Quand le maire a mis aux voix le principe de l’adhésion à l’AVVE (moyennant une cotisation annuelle de 300 euros), le groupe d’opposition PS-EELV s’est prononcé contre, tandis que le groupe majoritaire a voté unanimement pour, se contentant de regretter que le rapport sénatorial ait été rédigé sans concertation avec les communes utilisatrices du vote électronique. C’est sans doute par excès de modestie que le sénateur Bockel, sur place, n’a pas osé défendre face à ses collègues la belle réussite de la ville de Mulhouse en la matière ?… Et est-ce que les enquêteurs du Sénat auraient appris grand-chose en interrogeant ces élus sottement agrippés au ruineux matériel(4) acquis suite à un douteux calcul de l’ancien maire ?…

Et comment auraient réagi les socialistes mulhousiens s’ils avaient été auditionnés par la commission sénatoriale ? Confusément et contradictoirement comme l’a fait P. Freyburger lors des dernières élections municipales, ou lorsqu’il restait dans l’ombre de Bockel avant 2007 ? Ou en se dérobant comme l’a fait Hollande une fois élu ? Ou clairement et avec détermination comme l’a fait le sénateur PS des Hauts-de-Seine, Philippe Kaltenbach, qui vient de déposer pour la deuxième fois en un an une proposition de loi pour interdire les machines à voter ?…

Le 24 mars 2015

B. Schaeffer

  1. En lisant la quinzaine d’articles consacrés à ce sujet dans la revue électronique « Klapp’ 68 », vous pourrez reconstituer l’histoire du vote électronique à Mulhouse pendant 18 mois, étalés sur les années 2007 et 2008, correspondant à la période de parution de ce bulletin en ligne qui se présentait comme « l’héritier de l’inoxydable  «Klapperstei 68», organe central de la contre-information corrosive et satirique alsacienne », porté par Jean-Pierre Sallent dans les années 70.

Consigne
Transcrivez sans rien changer, s'il vous plaît, le passage du texte sur le vote électronique à Mulhouse qui s'ouvre sur les mots contenant « 1. En lisant » et se termine par « les années 70. ».

Bloc de données
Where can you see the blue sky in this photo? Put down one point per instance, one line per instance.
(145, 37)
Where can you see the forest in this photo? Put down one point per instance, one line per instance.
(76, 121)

Réponse rédigée
1. En lisant la quinzaine d’articles consacrés à ce sujet dans la revue électronique « Klapp’ 68 », vous pourrez reconstituer l’histoire du vote électronique à Mulhouse pendant 18 mois, étalés sur les années 2007 et 2008, correspondant à la période de parution de ce bulletin en ligne qui se présentait comme « l’héritier de l’inoxydable  «Klapperstei 68», organe central de la contre-information corrosive et satirique alsacienne », porté par Jean-Pierre Sallent dans les années 70.